**Work to be completed**
In the rows below, express the stretch from the line that contains "Exercise. For every instance of the painted" through the line that contains "[(94, 53), (98, 53)]" as a Markdown table with the columns No. and Text, giving each line its number and leaving out blank lines. Include both end lines and nothing outside that stretch.

*****

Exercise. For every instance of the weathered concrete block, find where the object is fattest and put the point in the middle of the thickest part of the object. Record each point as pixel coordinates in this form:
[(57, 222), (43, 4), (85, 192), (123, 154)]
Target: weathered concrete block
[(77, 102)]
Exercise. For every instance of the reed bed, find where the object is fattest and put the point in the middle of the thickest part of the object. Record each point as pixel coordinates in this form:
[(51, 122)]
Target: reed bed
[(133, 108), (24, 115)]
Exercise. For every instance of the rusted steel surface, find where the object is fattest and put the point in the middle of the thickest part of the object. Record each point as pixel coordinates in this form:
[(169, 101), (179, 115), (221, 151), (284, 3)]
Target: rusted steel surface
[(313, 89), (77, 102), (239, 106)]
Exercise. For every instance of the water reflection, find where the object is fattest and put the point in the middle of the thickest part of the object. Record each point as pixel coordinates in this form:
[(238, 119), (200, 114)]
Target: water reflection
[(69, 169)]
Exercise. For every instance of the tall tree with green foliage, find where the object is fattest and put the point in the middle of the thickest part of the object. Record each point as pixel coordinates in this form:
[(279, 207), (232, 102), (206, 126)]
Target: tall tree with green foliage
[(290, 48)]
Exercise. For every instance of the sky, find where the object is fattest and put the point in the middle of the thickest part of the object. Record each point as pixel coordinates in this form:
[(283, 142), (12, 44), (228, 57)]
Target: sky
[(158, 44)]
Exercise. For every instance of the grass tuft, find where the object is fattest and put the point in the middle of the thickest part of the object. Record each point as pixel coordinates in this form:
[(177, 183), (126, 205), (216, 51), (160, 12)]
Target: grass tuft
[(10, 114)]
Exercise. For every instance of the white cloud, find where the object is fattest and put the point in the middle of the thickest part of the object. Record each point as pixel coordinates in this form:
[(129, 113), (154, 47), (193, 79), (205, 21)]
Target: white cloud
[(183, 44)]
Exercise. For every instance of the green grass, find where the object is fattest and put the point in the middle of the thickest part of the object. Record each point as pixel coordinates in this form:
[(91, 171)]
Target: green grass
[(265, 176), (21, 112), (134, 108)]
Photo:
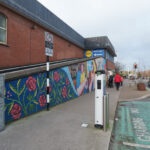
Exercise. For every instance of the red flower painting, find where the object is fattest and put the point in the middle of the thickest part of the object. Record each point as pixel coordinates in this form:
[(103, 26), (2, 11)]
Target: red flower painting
[(42, 100), (31, 84), (64, 92), (56, 76), (16, 111)]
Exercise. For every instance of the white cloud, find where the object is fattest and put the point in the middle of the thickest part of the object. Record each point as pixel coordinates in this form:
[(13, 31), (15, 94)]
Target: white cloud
[(126, 23)]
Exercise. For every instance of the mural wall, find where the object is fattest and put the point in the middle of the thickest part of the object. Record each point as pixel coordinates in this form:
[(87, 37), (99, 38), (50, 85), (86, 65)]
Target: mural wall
[(28, 95)]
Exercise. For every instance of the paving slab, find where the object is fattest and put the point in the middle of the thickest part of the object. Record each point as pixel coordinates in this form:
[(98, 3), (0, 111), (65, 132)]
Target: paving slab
[(131, 129), (58, 129)]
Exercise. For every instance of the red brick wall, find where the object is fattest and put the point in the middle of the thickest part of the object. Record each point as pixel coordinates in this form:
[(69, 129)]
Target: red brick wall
[(110, 65), (27, 45)]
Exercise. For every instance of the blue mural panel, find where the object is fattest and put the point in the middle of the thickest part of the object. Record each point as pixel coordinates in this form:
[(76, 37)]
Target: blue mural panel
[(27, 95)]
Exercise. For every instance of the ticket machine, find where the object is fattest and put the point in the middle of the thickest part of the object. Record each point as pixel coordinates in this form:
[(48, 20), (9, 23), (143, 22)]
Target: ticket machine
[(99, 98)]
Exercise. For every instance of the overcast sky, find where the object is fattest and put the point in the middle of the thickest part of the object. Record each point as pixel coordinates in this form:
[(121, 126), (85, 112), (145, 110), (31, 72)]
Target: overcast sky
[(125, 22)]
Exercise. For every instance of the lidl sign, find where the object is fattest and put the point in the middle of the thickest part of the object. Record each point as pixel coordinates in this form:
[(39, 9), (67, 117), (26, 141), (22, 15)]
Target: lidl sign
[(94, 53)]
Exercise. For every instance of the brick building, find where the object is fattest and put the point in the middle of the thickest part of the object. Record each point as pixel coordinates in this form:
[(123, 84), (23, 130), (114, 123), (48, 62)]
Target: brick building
[(22, 27)]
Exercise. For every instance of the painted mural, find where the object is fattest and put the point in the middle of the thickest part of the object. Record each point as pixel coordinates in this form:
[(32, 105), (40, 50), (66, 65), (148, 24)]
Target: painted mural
[(28, 95)]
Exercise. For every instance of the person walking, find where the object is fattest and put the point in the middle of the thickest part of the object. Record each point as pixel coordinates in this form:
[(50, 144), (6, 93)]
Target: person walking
[(117, 80), (121, 81)]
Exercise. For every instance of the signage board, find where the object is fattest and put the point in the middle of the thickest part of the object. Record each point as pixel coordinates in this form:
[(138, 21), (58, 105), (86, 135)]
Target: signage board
[(93, 53), (48, 44)]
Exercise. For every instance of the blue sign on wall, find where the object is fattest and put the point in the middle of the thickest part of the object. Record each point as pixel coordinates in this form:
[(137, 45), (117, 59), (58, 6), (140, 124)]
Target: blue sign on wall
[(94, 53), (98, 53)]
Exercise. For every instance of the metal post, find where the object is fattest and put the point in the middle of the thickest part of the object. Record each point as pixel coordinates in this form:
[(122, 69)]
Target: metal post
[(47, 72), (104, 113), (2, 103), (107, 110)]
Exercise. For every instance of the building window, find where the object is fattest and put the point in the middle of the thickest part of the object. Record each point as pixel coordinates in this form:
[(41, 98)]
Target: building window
[(3, 29)]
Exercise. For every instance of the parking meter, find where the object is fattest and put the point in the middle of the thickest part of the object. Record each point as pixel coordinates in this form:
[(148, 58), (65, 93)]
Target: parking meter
[(99, 97)]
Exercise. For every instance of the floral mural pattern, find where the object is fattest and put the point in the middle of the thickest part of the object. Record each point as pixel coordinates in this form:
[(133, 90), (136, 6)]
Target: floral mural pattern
[(28, 95)]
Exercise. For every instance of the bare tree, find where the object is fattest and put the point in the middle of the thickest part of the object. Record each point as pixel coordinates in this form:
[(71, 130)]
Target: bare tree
[(118, 67)]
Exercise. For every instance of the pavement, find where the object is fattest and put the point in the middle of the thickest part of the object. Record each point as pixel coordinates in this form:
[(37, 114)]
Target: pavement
[(131, 129), (61, 127)]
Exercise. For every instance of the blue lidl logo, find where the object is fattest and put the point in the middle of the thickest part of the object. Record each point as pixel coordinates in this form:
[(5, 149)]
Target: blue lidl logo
[(88, 53)]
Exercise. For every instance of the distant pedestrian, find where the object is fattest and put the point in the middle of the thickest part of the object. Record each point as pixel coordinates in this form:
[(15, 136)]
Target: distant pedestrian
[(117, 80), (121, 81)]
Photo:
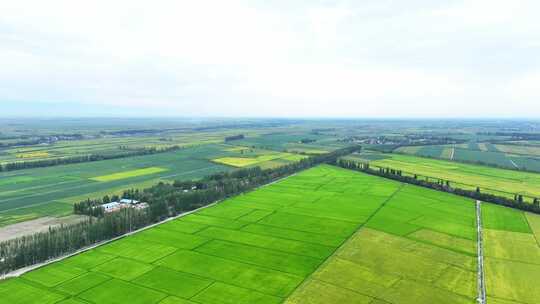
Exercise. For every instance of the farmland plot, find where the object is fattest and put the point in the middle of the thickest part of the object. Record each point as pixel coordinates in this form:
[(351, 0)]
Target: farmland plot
[(325, 235), (419, 248), (512, 251), (253, 248), (32, 193), (500, 180)]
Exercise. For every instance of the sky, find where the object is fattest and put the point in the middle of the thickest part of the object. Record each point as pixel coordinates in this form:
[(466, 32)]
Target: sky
[(281, 58)]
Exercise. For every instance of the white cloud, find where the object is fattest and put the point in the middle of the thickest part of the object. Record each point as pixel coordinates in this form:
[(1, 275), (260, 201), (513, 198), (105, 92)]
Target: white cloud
[(282, 58)]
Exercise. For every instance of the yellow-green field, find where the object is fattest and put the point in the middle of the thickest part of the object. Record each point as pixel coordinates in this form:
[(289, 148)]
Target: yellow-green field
[(128, 174), (512, 255), (488, 178), (256, 160), (37, 154)]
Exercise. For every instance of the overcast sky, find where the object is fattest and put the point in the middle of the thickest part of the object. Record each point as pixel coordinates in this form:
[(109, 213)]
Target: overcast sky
[(373, 58)]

*****

**Response to the exercise**
| No. | Text |
|---|---|
| 1 | Exercise. For every instance of the painted mural, find where the object is fattest and put the point in the middle of the thickest part of the object. Record each point as pixel coordinates in this form: |
| 2 | [(32, 105), (40, 50), (66, 65), (148, 24)] |
| 3 | Target: painted mural |
| 4 | [(28, 95)] |
| 5 | Exercise. For every instance of the person walking, find where the object is fattest and put the point in the middle of the thickest part of the object. Record each point as pixel coordinates in this form: |
| 6 | [(50, 144), (6, 93)] |
| 7 | Target: person walking |
| 8 | [(117, 80), (121, 81)] |
| 9 | Exercise. For every instance of the signage board, find where the object is fattest and put the point in the middle of the thickest part of the object. Record each point as pixel coordinates in this form: |
| 10 | [(138, 21), (58, 105), (86, 135)] |
| 11 | Target: signage board |
| 12 | [(93, 53), (48, 44)] |
| 13 | Exercise. For every instance of the blue sign on wall, find where the object is fattest and put the point in the middle of the thickest part of the object. Record each point as pixel coordinates in this form: |
| 14 | [(137, 45), (117, 59), (58, 6), (140, 124)] |
| 15 | Target: blue sign on wall |
| 16 | [(94, 53), (98, 53)] |